[start SOURCE RECORDS]

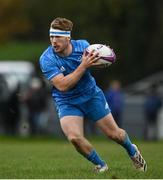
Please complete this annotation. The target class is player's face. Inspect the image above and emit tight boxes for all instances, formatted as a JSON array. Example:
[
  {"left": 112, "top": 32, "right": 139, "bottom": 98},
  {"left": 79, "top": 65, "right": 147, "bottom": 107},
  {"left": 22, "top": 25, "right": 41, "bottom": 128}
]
[{"left": 50, "top": 36, "right": 70, "bottom": 55}]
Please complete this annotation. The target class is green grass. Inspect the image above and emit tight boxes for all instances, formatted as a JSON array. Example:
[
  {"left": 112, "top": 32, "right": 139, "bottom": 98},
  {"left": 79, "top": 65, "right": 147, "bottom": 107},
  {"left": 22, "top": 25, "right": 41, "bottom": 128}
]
[
  {"left": 0, "top": 137, "right": 163, "bottom": 179},
  {"left": 0, "top": 42, "right": 48, "bottom": 62}
]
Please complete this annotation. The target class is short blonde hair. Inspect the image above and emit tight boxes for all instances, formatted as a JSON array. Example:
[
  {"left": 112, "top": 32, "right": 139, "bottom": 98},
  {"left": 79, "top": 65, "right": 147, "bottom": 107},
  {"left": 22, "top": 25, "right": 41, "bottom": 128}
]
[{"left": 50, "top": 17, "right": 73, "bottom": 31}]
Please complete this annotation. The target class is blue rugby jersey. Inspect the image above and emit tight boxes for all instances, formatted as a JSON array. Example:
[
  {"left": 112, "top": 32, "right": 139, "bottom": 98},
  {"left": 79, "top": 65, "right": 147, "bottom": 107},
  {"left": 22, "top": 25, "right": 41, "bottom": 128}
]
[{"left": 40, "top": 40, "right": 98, "bottom": 104}]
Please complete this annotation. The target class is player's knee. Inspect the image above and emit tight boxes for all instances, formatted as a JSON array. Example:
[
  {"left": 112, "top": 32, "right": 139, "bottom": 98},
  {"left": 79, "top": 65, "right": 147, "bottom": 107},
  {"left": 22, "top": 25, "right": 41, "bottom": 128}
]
[
  {"left": 68, "top": 135, "right": 82, "bottom": 144},
  {"left": 110, "top": 128, "right": 125, "bottom": 143}
]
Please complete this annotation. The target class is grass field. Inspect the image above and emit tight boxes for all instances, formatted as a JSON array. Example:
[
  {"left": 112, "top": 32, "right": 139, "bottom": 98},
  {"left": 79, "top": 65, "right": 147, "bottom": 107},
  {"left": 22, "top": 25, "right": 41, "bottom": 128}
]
[{"left": 0, "top": 137, "right": 163, "bottom": 179}]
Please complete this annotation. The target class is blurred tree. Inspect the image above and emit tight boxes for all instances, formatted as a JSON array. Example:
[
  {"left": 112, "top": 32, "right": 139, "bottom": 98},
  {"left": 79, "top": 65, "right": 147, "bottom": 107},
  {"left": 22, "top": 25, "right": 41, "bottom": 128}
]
[
  {"left": 0, "top": 0, "right": 31, "bottom": 42},
  {"left": 0, "top": 0, "right": 163, "bottom": 86}
]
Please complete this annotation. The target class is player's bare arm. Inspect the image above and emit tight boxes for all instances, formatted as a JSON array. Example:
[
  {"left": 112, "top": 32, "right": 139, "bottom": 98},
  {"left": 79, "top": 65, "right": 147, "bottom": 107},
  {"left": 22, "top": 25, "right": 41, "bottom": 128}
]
[{"left": 51, "top": 51, "right": 99, "bottom": 91}]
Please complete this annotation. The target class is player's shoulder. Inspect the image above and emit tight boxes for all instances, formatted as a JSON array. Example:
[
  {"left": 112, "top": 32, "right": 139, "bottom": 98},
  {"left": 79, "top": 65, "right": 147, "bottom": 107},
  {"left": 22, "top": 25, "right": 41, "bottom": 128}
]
[
  {"left": 40, "top": 46, "right": 53, "bottom": 62},
  {"left": 71, "top": 39, "right": 90, "bottom": 52}
]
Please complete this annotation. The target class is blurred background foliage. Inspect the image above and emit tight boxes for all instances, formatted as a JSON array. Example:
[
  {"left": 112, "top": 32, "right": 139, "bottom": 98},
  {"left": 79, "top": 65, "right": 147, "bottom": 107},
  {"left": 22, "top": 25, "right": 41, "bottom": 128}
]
[{"left": 0, "top": 0, "right": 163, "bottom": 86}]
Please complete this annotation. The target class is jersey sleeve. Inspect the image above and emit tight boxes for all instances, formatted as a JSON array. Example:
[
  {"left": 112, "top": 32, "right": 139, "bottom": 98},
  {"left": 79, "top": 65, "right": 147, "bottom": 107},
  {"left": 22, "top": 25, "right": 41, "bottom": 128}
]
[{"left": 40, "top": 57, "right": 62, "bottom": 80}]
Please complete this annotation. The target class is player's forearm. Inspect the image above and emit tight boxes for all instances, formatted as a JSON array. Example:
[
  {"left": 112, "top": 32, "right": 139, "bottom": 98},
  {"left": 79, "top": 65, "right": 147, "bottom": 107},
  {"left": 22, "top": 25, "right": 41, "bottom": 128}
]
[{"left": 56, "top": 64, "right": 86, "bottom": 91}]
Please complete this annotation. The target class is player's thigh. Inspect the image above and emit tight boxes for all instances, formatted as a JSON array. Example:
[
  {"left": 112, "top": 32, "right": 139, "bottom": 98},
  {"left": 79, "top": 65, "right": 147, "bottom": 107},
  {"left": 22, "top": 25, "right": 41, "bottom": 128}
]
[
  {"left": 96, "top": 113, "right": 120, "bottom": 136},
  {"left": 60, "top": 116, "right": 84, "bottom": 137}
]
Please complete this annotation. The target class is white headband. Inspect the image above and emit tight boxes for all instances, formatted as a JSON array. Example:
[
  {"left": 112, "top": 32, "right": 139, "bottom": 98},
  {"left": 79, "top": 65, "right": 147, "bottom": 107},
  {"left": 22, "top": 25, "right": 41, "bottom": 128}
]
[{"left": 49, "top": 28, "right": 71, "bottom": 37}]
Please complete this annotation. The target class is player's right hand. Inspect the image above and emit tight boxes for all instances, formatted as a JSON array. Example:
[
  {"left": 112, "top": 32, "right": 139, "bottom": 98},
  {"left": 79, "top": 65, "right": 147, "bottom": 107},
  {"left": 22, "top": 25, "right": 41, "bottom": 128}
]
[{"left": 81, "top": 50, "right": 100, "bottom": 68}]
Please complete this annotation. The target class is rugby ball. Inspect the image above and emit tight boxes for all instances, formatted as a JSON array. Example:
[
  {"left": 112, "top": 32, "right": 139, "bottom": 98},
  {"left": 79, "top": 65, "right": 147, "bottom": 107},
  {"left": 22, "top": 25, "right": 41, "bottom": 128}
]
[{"left": 86, "top": 44, "right": 116, "bottom": 66}]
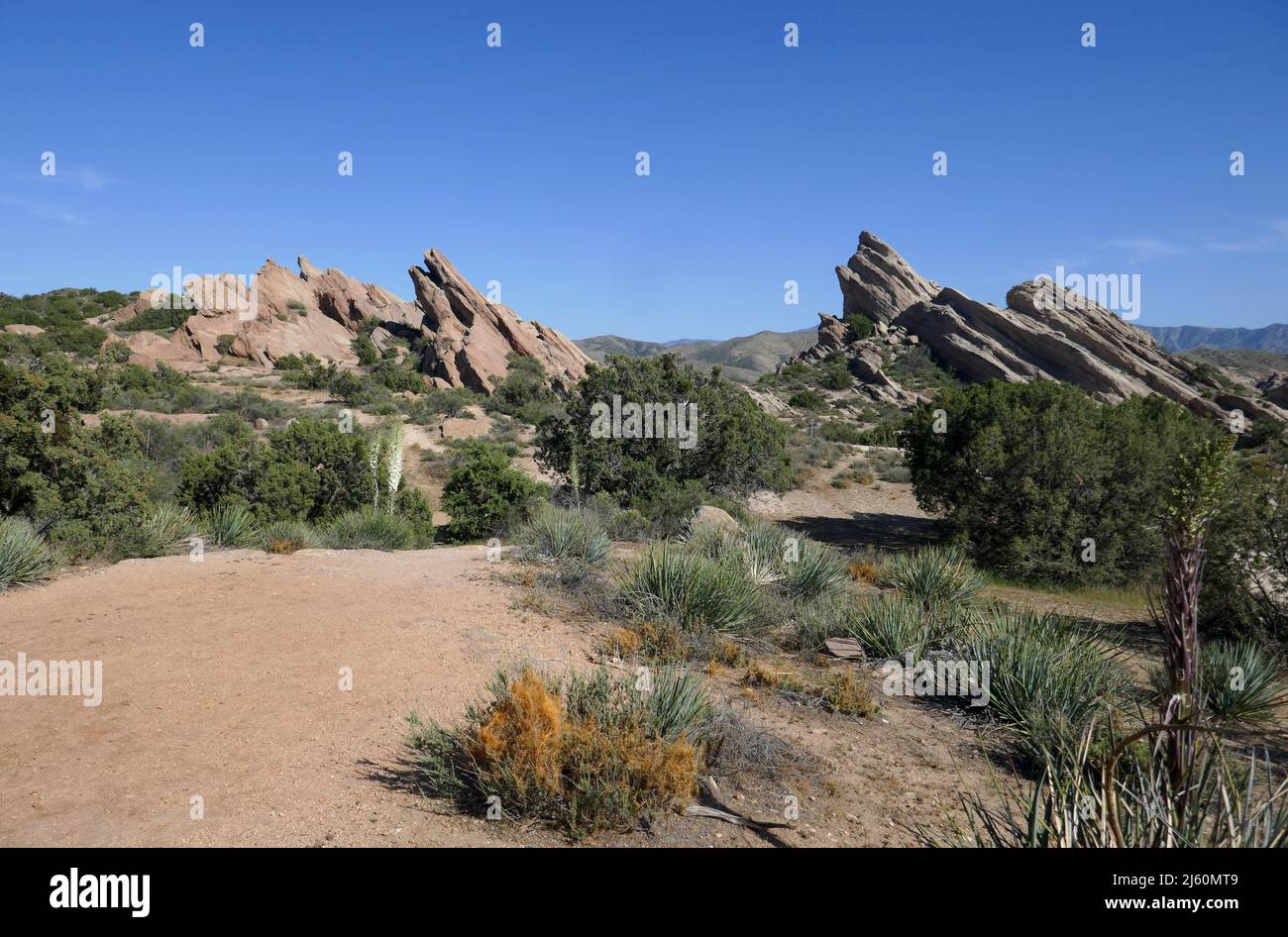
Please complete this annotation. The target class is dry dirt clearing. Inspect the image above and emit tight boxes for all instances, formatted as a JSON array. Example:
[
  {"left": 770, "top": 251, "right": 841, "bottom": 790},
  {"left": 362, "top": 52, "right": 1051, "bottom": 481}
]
[
  {"left": 0, "top": 547, "right": 588, "bottom": 846},
  {"left": 0, "top": 546, "right": 991, "bottom": 847}
]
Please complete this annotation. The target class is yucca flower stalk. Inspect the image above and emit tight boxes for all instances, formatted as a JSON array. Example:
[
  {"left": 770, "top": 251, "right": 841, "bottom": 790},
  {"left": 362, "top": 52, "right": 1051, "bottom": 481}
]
[
  {"left": 385, "top": 422, "right": 403, "bottom": 513},
  {"left": 1154, "top": 435, "right": 1234, "bottom": 803},
  {"left": 368, "top": 433, "right": 385, "bottom": 507}
]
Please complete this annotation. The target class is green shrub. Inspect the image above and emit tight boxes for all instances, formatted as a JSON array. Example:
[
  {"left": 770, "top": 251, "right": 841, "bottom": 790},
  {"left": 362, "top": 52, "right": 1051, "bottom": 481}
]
[
  {"left": 0, "top": 517, "right": 58, "bottom": 592},
  {"left": 325, "top": 504, "right": 416, "bottom": 550},
  {"left": 819, "top": 420, "right": 863, "bottom": 444},
  {"left": 116, "top": 302, "right": 196, "bottom": 335},
  {"left": 536, "top": 356, "right": 791, "bottom": 513},
  {"left": 442, "top": 439, "right": 541, "bottom": 542},
  {"left": 622, "top": 543, "right": 760, "bottom": 635},
  {"left": 787, "top": 390, "right": 827, "bottom": 411},
  {"left": 408, "top": 668, "right": 708, "bottom": 839},
  {"left": 514, "top": 504, "right": 612, "bottom": 568},
  {"left": 394, "top": 487, "right": 434, "bottom": 550},
  {"left": 1199, "top": 639, "right": 1288, "bottom": 723},
  {"left": 901, "top": 381, "right": 1220, "bottom": 584}
]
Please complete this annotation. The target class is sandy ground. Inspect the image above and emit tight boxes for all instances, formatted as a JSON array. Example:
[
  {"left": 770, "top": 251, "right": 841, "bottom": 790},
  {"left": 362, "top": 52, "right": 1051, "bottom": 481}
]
[
  {"left": 0, "top": 547, "right": 991, "bottom": 846},
  {"left": 747, "top": 458, "right": 935, "bottom": 550},
  {"left": 0, "top": 547, "right": 587, "bottom": 846}
]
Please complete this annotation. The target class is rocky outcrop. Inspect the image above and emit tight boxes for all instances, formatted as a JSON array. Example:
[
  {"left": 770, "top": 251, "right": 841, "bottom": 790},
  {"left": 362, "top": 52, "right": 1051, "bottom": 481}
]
[
  {"left": 773, "top": 232, "right": 1288, "bottom": 420},
  {"left": 149, "top": 250, "right": 590, "bottom": 394},
  {"left": 408, "top": 250, "right": 590, "bottom": 394},
  {"left": 1257, "top": 370, "right": 1288, "bottom": 407},
  {"left": 836, "top": 232, "right": 939, "bottom": 322}
]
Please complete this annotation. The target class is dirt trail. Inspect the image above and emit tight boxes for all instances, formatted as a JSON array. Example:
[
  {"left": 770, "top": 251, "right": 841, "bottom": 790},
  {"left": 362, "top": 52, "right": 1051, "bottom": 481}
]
[{"left": 0, "top": 547, "right": 587, "bottom": 846}]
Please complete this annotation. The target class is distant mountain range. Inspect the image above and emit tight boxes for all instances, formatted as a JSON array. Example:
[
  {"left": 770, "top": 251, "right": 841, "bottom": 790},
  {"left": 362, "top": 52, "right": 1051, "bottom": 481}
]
[
  {"left": 1141, "top": 323, "right": 1288, "bottom": 352},
  {"left": 576, "top": 328, "right": 818, "bottom": 383},
  {"left": 575, "top": 323, "right": 1288, "bottom": 383}
]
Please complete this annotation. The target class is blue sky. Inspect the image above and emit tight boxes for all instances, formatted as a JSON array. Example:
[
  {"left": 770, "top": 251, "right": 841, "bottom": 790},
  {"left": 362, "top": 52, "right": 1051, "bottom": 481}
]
[{"left": 0, "top": 0, "right": 1288, "bottom": 340}]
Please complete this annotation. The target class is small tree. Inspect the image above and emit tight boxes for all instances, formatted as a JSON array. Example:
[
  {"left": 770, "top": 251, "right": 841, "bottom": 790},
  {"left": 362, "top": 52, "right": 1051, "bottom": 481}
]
[{"left": 442, "top": 439, "right": 541, "bottom": 543}]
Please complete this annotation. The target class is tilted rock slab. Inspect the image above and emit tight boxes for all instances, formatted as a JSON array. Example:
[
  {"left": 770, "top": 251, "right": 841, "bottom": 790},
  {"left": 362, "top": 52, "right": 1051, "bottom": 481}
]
[
  {"left": 408, "top": 250, "right": 590, "bottom": 394},
  {"left": 156, "top": 250, "right": 590, "bottom": 394},
  {"left": 836, "top": 232, "right": 939, "bottom": 323}
]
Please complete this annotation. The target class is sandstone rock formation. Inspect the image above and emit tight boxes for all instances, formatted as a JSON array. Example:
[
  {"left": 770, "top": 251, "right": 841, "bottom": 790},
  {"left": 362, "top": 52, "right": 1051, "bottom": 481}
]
[
  {"left": 408, "top": 250, "right": 590, "bottom": 394},
  {"left": 836, "top": 232, "right": 939, "bottom": 322},
  {"left": 133, "top": 250, "right": 590, "bottom": 392},
  {"left": 793, "top": 232, "right": 1288, "bottom": 420}
]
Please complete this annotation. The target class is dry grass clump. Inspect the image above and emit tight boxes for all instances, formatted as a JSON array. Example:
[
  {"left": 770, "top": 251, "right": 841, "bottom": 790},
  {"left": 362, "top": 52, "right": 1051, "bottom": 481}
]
[
  {"left": 742, "top": 661, "right": 881, "bottom": 718},
  {"left": 823, "top": 670, "right": 881, "bottom": 719},
  {"left": 409, "top": 667, "right": 708, "bottom": 838},
  {"left": 845, "top": 560, "right": 881, "bottom": 584}
]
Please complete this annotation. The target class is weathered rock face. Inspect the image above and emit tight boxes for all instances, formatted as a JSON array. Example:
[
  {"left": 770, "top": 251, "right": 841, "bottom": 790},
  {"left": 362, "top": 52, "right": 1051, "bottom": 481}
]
[
  {"left": 1257, "top": 370, "right": 1288, "bottom": 407},
  {"left": 897, "top": 280, "right": 1220, "bottom": 416},
  {"left": 152, "top": 250, "right": 590, "bottom": 392},
  {"left": 836, "top": 232, "right": 939, "bottom": 322},
  {"left": 408, "top": 250, "right": 590, "bottom": 394}
]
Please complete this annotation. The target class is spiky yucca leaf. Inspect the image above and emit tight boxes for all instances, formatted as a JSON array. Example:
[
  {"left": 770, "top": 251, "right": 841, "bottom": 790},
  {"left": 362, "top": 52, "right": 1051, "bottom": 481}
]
[{"left": 0, "top": 517, "right": 58, "bottom": 590}]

[end SOURCE RECORDS]

WRITTEN INSTRUCTION: Report how many lines in the listing above contain the string "green", treating uppercase and lowercase letters as different. Give only the number.

SOLUTION TO THIS TASK: 2